Give all of the listing again word for word, with images excluded.

*** Opening of The records ***

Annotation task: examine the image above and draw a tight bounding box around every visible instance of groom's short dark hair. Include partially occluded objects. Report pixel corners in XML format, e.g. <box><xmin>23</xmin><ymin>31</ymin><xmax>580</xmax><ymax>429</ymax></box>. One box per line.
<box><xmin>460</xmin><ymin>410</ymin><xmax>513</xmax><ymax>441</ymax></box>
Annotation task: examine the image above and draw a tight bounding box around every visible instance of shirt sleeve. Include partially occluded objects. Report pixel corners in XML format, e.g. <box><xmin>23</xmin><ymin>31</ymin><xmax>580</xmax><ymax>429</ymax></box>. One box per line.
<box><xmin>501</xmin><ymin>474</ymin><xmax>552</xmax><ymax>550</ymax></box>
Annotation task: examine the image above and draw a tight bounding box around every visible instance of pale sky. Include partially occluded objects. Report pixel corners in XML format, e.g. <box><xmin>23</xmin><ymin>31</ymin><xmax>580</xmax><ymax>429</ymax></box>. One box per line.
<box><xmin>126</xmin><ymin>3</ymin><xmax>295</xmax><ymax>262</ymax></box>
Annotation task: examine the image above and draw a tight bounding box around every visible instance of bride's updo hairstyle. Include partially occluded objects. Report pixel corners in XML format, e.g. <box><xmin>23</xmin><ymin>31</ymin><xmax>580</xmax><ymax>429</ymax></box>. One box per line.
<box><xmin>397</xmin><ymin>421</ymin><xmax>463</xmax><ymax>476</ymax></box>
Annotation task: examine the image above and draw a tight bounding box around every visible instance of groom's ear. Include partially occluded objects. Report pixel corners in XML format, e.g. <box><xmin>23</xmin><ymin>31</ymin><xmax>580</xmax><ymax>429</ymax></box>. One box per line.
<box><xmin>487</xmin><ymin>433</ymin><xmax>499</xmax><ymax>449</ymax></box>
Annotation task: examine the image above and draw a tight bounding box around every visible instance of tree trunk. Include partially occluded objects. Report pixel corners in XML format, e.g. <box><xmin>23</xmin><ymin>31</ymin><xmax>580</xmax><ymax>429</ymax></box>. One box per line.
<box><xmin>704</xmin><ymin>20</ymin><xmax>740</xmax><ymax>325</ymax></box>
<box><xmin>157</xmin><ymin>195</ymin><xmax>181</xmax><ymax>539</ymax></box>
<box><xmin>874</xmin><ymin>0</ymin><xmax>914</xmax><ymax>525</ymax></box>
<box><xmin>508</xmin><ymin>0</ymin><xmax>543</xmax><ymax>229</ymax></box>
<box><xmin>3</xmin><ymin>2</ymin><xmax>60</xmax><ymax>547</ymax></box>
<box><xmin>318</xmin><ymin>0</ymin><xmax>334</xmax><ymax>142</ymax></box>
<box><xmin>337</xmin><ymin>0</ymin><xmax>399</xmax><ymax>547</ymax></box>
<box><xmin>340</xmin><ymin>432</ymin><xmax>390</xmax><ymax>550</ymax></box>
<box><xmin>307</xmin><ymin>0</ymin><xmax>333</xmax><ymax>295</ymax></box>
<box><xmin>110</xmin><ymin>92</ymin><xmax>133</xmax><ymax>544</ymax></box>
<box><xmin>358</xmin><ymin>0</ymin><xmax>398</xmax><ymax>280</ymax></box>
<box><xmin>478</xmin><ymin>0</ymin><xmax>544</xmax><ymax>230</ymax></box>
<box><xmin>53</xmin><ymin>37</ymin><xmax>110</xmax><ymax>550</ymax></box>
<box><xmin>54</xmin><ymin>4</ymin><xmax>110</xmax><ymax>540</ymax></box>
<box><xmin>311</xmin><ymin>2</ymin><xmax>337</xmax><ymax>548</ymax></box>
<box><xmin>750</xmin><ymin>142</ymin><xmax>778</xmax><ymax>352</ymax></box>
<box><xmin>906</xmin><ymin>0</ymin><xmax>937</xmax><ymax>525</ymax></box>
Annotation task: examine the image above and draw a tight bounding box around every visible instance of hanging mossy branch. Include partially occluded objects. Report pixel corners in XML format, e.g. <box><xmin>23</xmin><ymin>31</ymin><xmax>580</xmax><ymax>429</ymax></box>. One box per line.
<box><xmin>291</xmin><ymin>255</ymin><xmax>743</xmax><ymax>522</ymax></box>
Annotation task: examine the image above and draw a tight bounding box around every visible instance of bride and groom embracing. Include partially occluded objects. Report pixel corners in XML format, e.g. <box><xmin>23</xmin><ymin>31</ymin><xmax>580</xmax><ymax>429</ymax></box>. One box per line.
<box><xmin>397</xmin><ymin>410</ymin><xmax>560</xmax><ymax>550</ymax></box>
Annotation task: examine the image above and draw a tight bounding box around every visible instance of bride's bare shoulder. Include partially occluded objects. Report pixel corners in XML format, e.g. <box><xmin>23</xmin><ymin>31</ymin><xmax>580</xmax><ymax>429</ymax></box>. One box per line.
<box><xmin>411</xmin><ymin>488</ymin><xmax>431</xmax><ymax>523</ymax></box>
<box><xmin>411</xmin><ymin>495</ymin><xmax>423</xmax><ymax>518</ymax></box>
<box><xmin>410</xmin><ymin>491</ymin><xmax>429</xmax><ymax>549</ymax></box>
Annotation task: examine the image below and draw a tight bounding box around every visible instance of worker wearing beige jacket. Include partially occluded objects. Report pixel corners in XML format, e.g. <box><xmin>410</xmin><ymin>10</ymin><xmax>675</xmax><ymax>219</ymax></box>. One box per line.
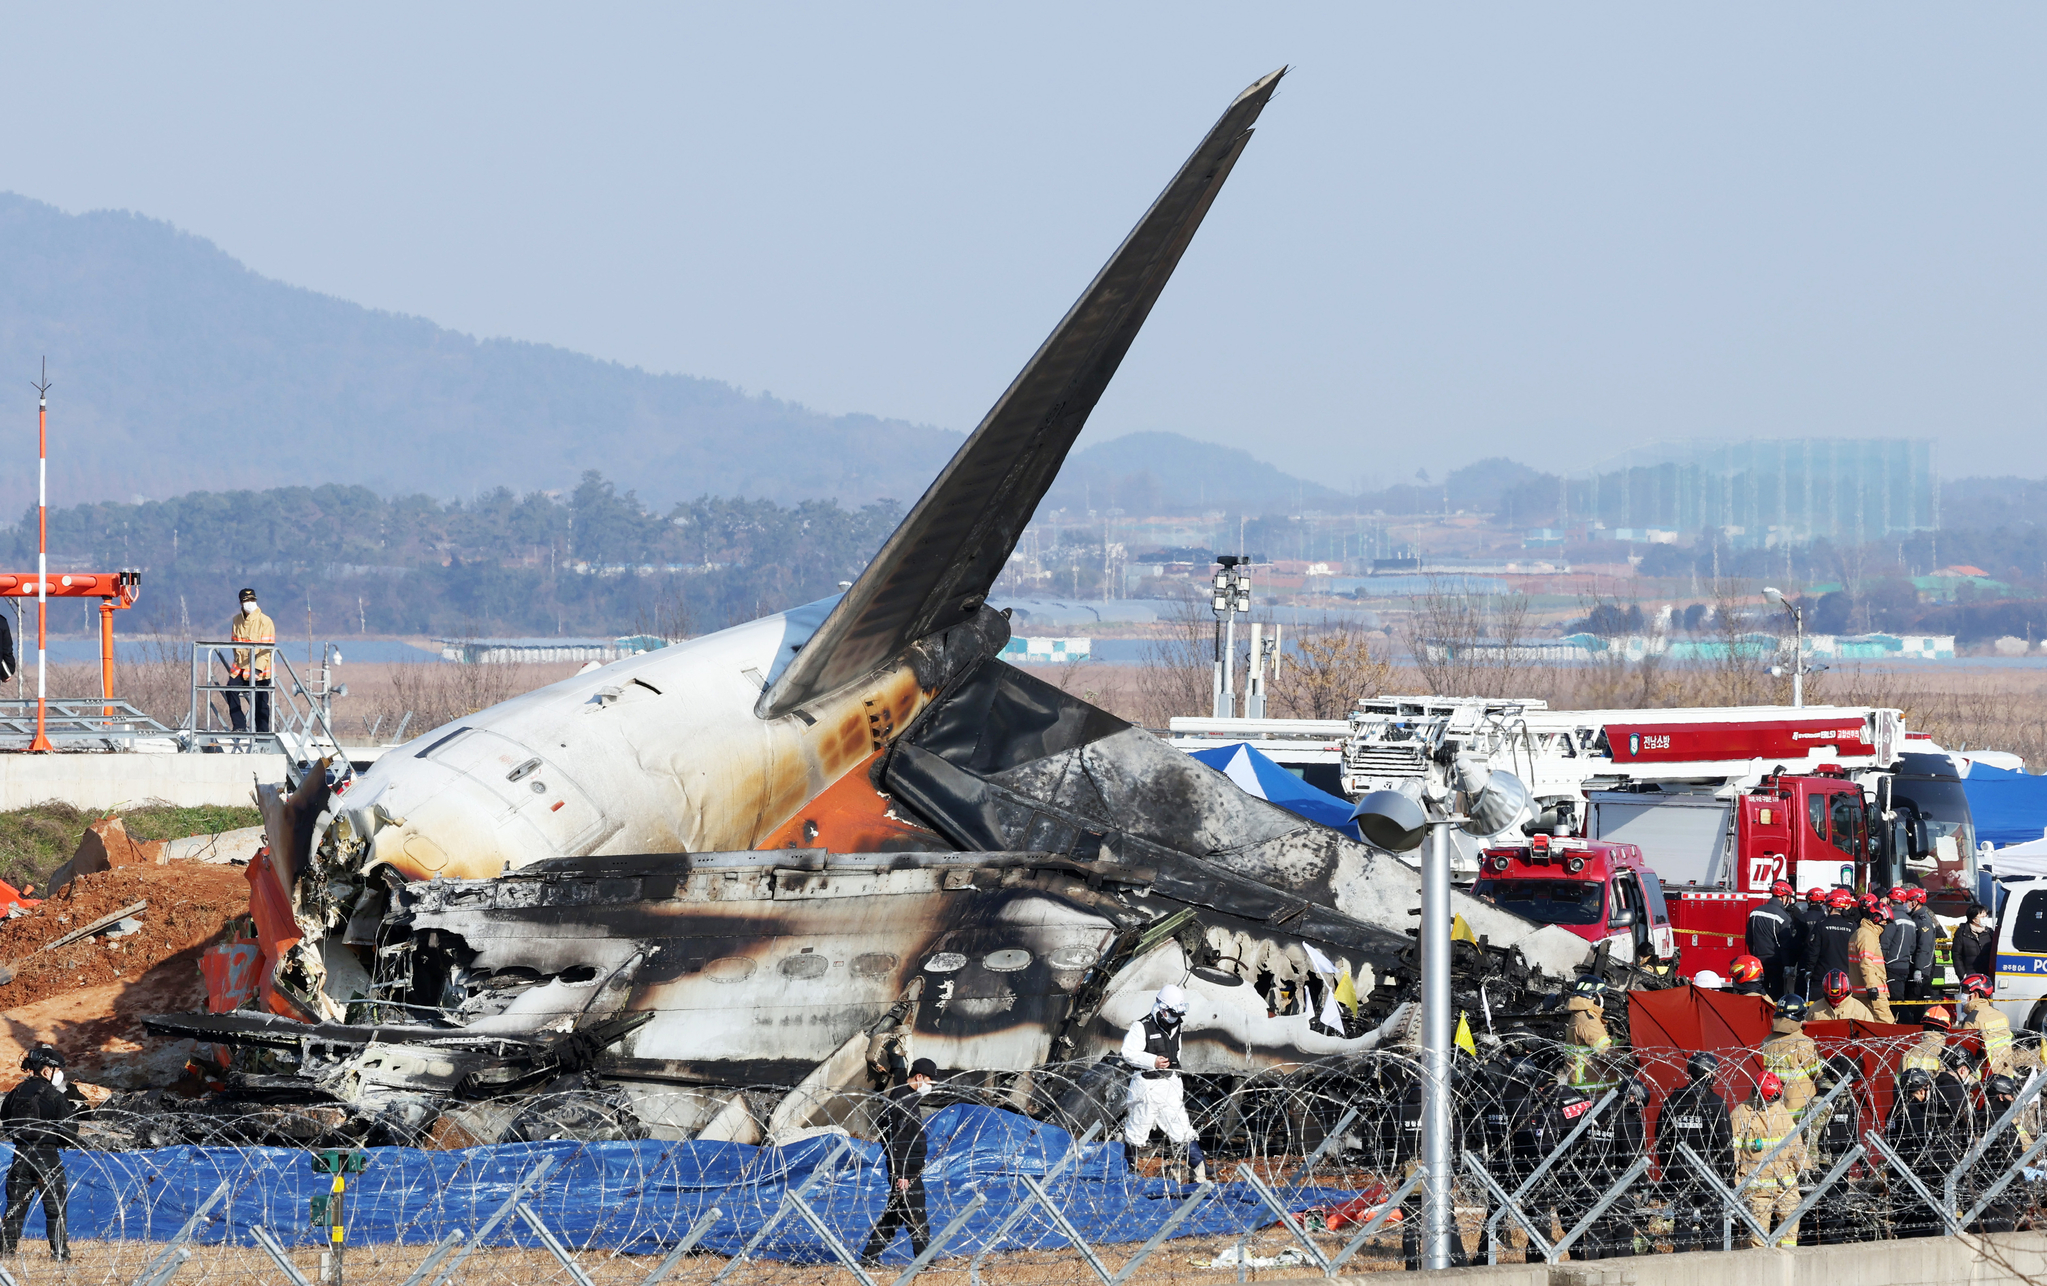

*** Close of The records ***

Written reply:
Annotation task: examine the image above and draw a tight bounding box around every visible instance of groom's short dark hair. Include partially occluded objects. Report pixel corners in XML format, e.g. <box><xmin>23</xmin><ymin>31</ymin><xmax>580</xmax><ymax>429</ymax></box>. One box per line.
<box><xmin>460</xmin><ymin>410</ymin><xmax>513</xmax><ymax>441</ymax></box>
Annotation task: examine the image above and draw a tight bounding box around every visible instance of shirt sleeve. Include partially occluded objects. Report pixel corners in XML format, e.g. <box><xmin>23</xmin><ymin>31</ymin><xmax>580</xmax><ymax>429</ymax></box>. One box per line.
<box><xmin>501</xmin><ymin>474</ymin><xmax>552</xmax><ymax>550</ymax></box>
Annotation task: examine the image above and draw a tight bounding box around every visible instance of pale sky. Include partially occluded objects. Report pixel corners in XML format, e.g. <box><xmin>23</xmin><ymin>31</ymin><xmax>580</xmax><ymax>429</ymax></box>. One box per line.
<box><xmin>126</xmin><ymin>3</ymin><xmax>295</xmax><ymax>262</ymax></box>
Annotation task: examine the image above and draw a tight bounding box around every visible instance of bride's updo hairstyle. Include partially occluded objects. Report pixel corners in XML format, e.g. <box><xmin>23</xmin><ymin>31</ymin><xmax>580</xmax><ymax>429</ymax></box>. One box per line.
<box><xmin>397</xmin><ymin>421</ymin><xmax>463</xmax><ymax>476</ymax></box>
Annotation task: examine the image above and draw a tight bounding box around every visible instance of groom's ear. Include partially occluded objects. Report pixel corners in XML format, e.g. <box><xmin>23</xmin><ymin>31</ymin><xmax>580</xmax><ymax>429</ymax></box>. One box per line.
<box><xmin>487</xmin><ymin>433</ymin><xmax>499</xmax><ymax>449</ymax></box>
Annotation task: examine the image above and draw a tight bounding box around every visible instance of tree trunk. Include partially occluded objects. Report pixel corners in XML format, e.g. <box><xmin>23</xmin><ymin>31</ymin><xmax>580</xmax><ymax>429</ymax></box>. One box per line.
<box><xmin>704</xmin><ymin>20</ymin><xmax>740</xmax><ymax>325</ymax></box>
<box><xmin>157</xmin><ymin>195</ymin><xmax>181</xmax><ymax>539</ymax></box>
<box><xmin>874</xmin><ymin>0</ymin><xmax>914</xmax><ymax>525</ymax></box>
<box><xmin>508</xmin><ymin>0</ymin><xmax>543</xmax><ymax>229</ymax></box>
<box><xmin>3</xmin><ymin>2</ymin><xmax>60</xmax><ymax>547</ymax></box>
<box><xmin>318</xmin><ymin>0</ymin><xmax>334</xmax><ymax>142</ymax></box>
<box><xmin>337</xmin><ymin>0</ymin><xmax>399</xmax><ymax>547</ymax></box>
<box><xmin>340</xmin><ymin>432</ymin><xmax>390</xmax><ymax>550</ymax></box>
<box><xmin>307</xmin><ymin>0</ymin><xmax>333</xmax><ymax>295</ymax></box>
<box><xmin>110</xmin><ymin>92</ymin><xmax>133</xmax><ymax>544</ymax></box>
<box><xmin>358</xmin><ymin>0</ymin><xmax>398</xmax><ymax>280</ymax></box>
<box><xmin>478</xmin><ymin>0</ymin><xmax>544</xmax><ymax>230</ymax></box>
<box><xmin>53</xmin><ymin>37</ymin><xmax>110</xmax><ymax>550</ymax></box>
<box><xmin>54</xmin><ymin>4</ymin><xmax>110</xmax><ymax>540</ymax></box>
<box><xmin>311</xmin><ymin>2</ymin><xmax>337</xmax><ymax>548</ymax></box>
<box><xmin>750</xmin><ymin>142</ymin><xmax>778</xmax><ymax>352</ymax></box>
<box><xmin>906</xmin><ymin>0</ymin><xmax>937</xmax><ymax>525</ymax></box>
Annotation task: examine the image above and draw a tight bounding box around every visible instance of hanging mossy branch. Include partially occluded objects. Report pixel corners in XML format, e.g. <box><xmin>23</xmin><ymin>31</ymin><xmax>580</xmax><ymax>429</ymax></box>. One box per line.
<box><xmin>291</xmin><ymin>255</ymin><xmax>743</xmax><ymax>522</ymax></box>
Annotation task: examine the image above and draw a tight bounding box around every visible instance of bride and groom embracing. Include partially occluded objects. Report pixel corners in XML format, e.g. <box><xmin>23</xmin><ymin>31</ymin><xmax>580</xmax><ymax>429</ymax></box>. One box per line.
<box><xmin>397</xmin><ymin>410</ymin><xmax>560</xmax><ymax>550</ymax></box>
Annotation task: examine the image above and draw a tight bounding box around every visible instance of bride's bare shoulder. Include partially occluded objects. Report pixel corners in XML format, e.g. <box><xmin>23</xmin><ymin>31</ymin><xmax>580</xmax><ymax>429</ymax></box>. One box per line.
<box><xmin>411</xmin><ymin>488</ymin><xmax>431</xmax><ymax>523</ymax></box>
<box><xmin>411</xmin><ymin>495</ymin><xmax>423</xmax><ymax>518</ymax></box>
<box><xmin>410</xmin><ymin>491</ymin><xmax>429</xmax><ymax>549</ymax></box>
Annotation task: examine the image below and draw a tight bounding box around every visible instance of worker wearing beige jacket. Include partially occluded objects. Report pixel corners in XML format, e.g. <box><xmin>410</xmin><ymin>10</ymin><xmax>675</xmax><ymax>219</ymax></box>. One box per line.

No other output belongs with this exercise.